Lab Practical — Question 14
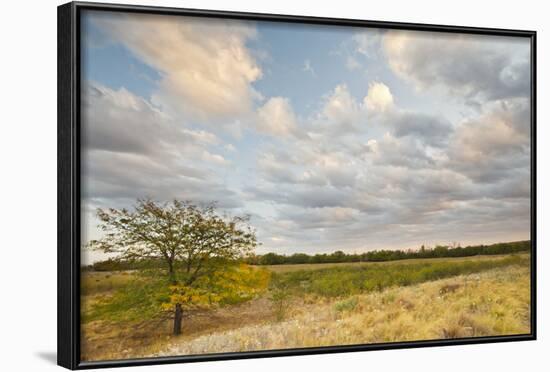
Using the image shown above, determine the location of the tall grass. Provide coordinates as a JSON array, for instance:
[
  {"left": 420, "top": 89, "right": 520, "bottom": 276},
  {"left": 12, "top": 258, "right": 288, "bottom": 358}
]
[{"left": 273, "top": 255, "right": 530, "bottom": 297}]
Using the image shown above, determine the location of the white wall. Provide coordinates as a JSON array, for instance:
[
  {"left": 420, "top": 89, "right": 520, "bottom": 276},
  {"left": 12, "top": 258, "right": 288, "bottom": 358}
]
[{"left": 0, "top": 0, "right": 550, "bottom": 372}]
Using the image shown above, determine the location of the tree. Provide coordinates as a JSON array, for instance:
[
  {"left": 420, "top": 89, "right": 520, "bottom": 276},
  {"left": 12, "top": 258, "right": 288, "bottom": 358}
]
[{"left": 89, "top": 199, "right": 257, "bottom": 335}]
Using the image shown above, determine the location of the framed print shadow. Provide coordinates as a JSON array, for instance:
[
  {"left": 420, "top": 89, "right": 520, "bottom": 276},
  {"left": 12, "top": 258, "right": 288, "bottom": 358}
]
[{"left": 57, "top": 3, "right": 536, "bottom": 369}]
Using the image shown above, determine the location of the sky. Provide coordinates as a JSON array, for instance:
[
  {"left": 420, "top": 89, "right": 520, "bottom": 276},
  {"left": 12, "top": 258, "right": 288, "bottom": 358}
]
[{"left": 81, "top": 11, "right": 531, "bottom": 263}]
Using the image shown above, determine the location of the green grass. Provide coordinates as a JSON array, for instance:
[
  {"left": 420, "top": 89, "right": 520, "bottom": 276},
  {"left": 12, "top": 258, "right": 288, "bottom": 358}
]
[
  {"left": 273, "top": 255, "right": 530, "bottom": 297},
  {"left": 266, "top": 253, "right": 529, "bottom": 273}
]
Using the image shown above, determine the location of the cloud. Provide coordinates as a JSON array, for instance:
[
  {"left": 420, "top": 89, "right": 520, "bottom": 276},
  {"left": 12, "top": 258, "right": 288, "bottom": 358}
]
[
  {"left": 448, "top": 99, "right": 531, "bottom": 183},
  {"left": 95, "top": 13, "right": 262, "bottom": 121},
  {"left": 363, "top": 82, "right": 393, "bottom": 112},
  {"left": 384, "top": 110, "right": 453, "bottom": 146},
  {"left": 81, "top": 83, "right": 241, "bottom": 208},
  {"left": 82, "top": 15, "right": 531, "bottom": 253},
  {"left": 382, "top": 31, "right": 530, "bottom": 102},
  {"left": 311, "top": 84, "right": 366, "bottom": 136},
  {"left": 256, "top": 97, "right": 297, "bottom": 136}
]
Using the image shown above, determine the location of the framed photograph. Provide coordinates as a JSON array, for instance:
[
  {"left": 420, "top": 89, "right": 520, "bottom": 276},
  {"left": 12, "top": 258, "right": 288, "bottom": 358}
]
[{"left": 58, "top": 3, "right": 536, "bottom": 369}]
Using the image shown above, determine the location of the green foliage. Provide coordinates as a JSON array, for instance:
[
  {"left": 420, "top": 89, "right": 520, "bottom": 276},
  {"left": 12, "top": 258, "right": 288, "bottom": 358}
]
[
  {"left": 334, "top": 297, "right": 358, "bottom": 313},
  {"left": 83, "top": 264, "right": 271, "bottom": 322},
  {"left": 273, "top": 255, "right": 530, "bottom": 297},
  {"left": 246, "top": 240, "right": 531, "bottom": 265}
]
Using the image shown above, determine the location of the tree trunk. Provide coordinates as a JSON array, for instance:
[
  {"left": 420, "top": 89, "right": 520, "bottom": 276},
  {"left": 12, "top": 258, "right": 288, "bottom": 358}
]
[{"left": 173, "top": 304, "right": 183, "bottom": 336}]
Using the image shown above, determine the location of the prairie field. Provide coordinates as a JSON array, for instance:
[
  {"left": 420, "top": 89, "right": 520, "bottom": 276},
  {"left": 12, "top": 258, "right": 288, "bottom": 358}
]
[{"left": 82, "top": 254, "right": 530, "bottom": 360}]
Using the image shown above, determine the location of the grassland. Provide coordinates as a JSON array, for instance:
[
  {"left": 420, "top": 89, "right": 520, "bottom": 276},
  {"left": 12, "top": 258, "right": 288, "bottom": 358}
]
[{"left": 82, "top": 254, "right": 530, "bottom": 360}]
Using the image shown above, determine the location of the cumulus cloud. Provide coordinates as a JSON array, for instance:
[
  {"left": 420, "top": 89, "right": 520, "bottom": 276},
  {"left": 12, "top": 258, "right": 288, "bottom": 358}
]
[
  {"left": 313, "top": 84, "right": 365, "bottom": 135},
  {"left": 96, "top": 13, "right": 262, "bottom": 121},
  {"left": 448, "top": 99, "right": 530, "bottom": 182},
  {"left": 382, "top": 31, "right": 530, "bottom": 101},
  {"left": 363, "top": 82, "right": 393, "bottom": 112},
  {"left": 81, "top": 83, "right": 241, "bottom": 208},
  {"left": 82, "top": 15, "right": 531, "bottom": 253},
  {"left": 257, "top": 97, "right": 297, "bottom": 136}
]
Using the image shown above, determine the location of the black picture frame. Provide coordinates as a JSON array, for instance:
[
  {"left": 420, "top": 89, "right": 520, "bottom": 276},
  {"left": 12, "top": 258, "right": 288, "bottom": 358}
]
[{"left": 57, "top": 2, "right": 537, "bottom": 369}]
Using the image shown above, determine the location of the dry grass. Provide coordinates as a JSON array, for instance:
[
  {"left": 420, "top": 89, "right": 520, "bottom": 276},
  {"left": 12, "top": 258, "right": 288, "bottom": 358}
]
[
  {"left": 266, "top": 253, "right": 529, "bottom": 273},
  {"left": 158, "top": 266, "right": 530, "bottom": 356}
]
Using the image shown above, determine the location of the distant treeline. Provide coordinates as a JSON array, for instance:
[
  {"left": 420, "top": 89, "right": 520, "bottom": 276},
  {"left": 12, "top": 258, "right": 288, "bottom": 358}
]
[
  {"left": 82, "top": 240, "right": 531, "bottom": 271},
  {"left": 246, "top": 240, "right": 531, "bottom": 265}
]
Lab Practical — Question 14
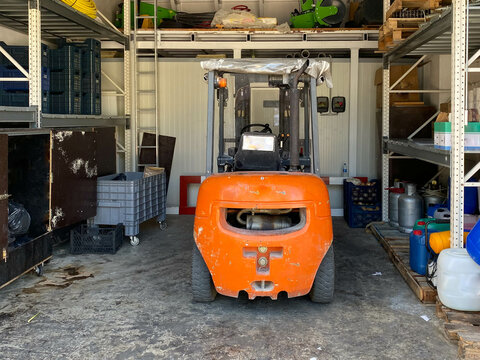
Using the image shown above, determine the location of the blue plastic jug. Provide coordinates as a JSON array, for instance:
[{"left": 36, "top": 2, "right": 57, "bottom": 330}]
[{"left": 410, "top": 219, "right": 450, "bottom": 275}]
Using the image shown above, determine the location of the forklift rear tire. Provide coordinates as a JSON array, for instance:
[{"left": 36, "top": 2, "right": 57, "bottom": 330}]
[
  {"left": 192, "top": 244, "right": 217, "bottom": 302},
  {"left": 310, "top": 244, "right": 335, "bottom": 304}
]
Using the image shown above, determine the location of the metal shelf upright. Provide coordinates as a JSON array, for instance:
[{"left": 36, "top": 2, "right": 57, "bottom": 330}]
[
  {"left": 0, "top": 0, "right": 131, "bottom": 170},
  {"left": 382, "top": 0, "right": 480, "bottom": 248}
]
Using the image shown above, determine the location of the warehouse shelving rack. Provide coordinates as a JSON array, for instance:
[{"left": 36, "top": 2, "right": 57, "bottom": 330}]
[
  {"left": 382, "top": 0, "right": 480, "bottom": 248},
  {"left": 131, "top": 8, "right": 378, "bottom": 170},
  {"left": 0, "top": 0, "right": 132, "bottom": 169}
]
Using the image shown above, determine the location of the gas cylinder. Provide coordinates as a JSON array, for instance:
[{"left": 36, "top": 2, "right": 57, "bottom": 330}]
[
  {"left": 388, "top": 187, "right": 405, "bottom": 227},
  {"left": 398, "top": 183, "right": 423, "bottom": 234}
]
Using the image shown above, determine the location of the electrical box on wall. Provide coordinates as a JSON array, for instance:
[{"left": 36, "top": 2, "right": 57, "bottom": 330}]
[
  {"left": 317, "top": 96, "right": 329, "bottom": 113},
  {"left": 332, "top": 96, "right": 345, "bottom": 113}
]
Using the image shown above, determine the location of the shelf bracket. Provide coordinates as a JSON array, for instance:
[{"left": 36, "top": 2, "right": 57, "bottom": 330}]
[
  {"left": 407, "top": 111, "right": 440, "bottom": 140},
  {"left": 390, "top": 55, "right": 427, "bottom": 91}
]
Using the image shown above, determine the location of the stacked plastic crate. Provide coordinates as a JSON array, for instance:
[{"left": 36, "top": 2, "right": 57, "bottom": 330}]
[
  {"left": 50, "top": 45, "right": 82, "bottom": 114},
  {"left": 75, "top": 39, "right": 102, "bottom": 115},
  {"left": 343, "top": 177, "right": 382, "bottom": 228},
  {"left": 0, "top": 42, "right": 50, "bottom": 113}
]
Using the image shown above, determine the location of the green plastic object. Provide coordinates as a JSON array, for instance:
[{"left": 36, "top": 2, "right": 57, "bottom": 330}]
[
  {"left": 290, "top": 0, "right": 338, "bottom": 29},
  {"left": 115, "top": 1, "right": 177, "bottom": 29}
]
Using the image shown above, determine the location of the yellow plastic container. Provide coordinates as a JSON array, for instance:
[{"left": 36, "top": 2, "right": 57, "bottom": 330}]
[{"left": 429, "top": 231, "right": 468, "bottom": 254}]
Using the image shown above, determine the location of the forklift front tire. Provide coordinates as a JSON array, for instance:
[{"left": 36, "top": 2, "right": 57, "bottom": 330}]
[
  {"left": 192, "top": 243, "right": 217, "bottom": 302},
  {"left": 310, "top": 244, "right": 335, "bottom": 304}
]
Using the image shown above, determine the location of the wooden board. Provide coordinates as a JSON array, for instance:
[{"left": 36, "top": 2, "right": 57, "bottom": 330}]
[
  {"left": 0, "top": 134, "right": 8, "bottom": 261},
  {"left": 49, "top": 130, "right": 98, "bottom": 230},
  {"left": 370, "top": 224, "right": 437, "bottom": 304},
  {"left": 139, "top": 133, "right": 176, "bottom": 190}
]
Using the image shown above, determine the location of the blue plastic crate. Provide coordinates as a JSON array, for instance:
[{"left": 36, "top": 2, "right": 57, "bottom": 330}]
[
  {"left": 0, "top": 41, "right": 49, "bottom": 68},
  {"left": 82, "top": 93, "right": 102, "bottom": 115},
  {"left": 0, "top": 66, "right": 50, "bottom": 91},
  {"left": 50, "top": 46, "right": 82, "bottom": 71},
  {"left": 94, "top": 172, "right": 167, "bottom": 236},
  {"left": 50, "top": 91, "right": 82, "bottom": 114},
  {"left": 50, "top": 69, "right": 82, "bottom": 92},
  {"left": 344, "top": 204, "right": 382, "bottom": 228}
]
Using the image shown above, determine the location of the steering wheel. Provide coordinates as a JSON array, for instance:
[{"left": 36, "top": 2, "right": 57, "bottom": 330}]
[{"left": 240, "top": 124, "right": 272, "bottom": 134}]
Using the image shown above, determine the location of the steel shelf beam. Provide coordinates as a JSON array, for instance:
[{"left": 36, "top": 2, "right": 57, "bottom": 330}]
[{"left": 385, "top": 139, "right": 450, "bottom": 167}]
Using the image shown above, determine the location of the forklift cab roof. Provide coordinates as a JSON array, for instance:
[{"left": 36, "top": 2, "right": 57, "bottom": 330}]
[{"left": 200, "top": 59, "right": 333, "bottom": 88}]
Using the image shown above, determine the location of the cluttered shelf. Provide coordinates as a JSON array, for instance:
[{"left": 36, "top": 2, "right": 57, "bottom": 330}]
[
  {"left": 379, "top": 5, "right": 480, "bottom": 61},
  {"left": 0, "top": 0, "right": 128, "bottom": 44}
]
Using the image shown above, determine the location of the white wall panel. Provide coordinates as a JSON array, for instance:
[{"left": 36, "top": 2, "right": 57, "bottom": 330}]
[{"left": 127, "top": 59, "right": 380, "bottom": 208}]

* Required work *
Output an exact copy of the lines beginning at the one that holds "the forklift cab" and running through the final line of the records.

* Result for this task *
Using the image shown above, determine the location of the forklift cab roof. Provide coordinates as a JSON array, for instance:
[{"left": 36, "top": 2, "right": 57, "bottom": 330}]
[{"left": 200, "top": 59, "right": 333, "bottom": 88}]
Using the image shown above, determine the location of the cluttered shelf. Provide coordinates as a JSON array, for instance:
[{"left": 36, "top": 2, "right": 57, "bottom": 330}]
[
  {"left": 379, "top": 5, "right": 480, "bottom": 61},
  {"left": 0, "top": 0, "right": 128, "bottom": 44}
]
Using the image shown above, determine the location of the white wall panel. Provide coordinates as a JSON array, for instance:
[{"left": 36, "top": 2, "right": 57, "bottom": 330}]
[{"left": 127, "top": 59, "right": 380, "bottom": 208}]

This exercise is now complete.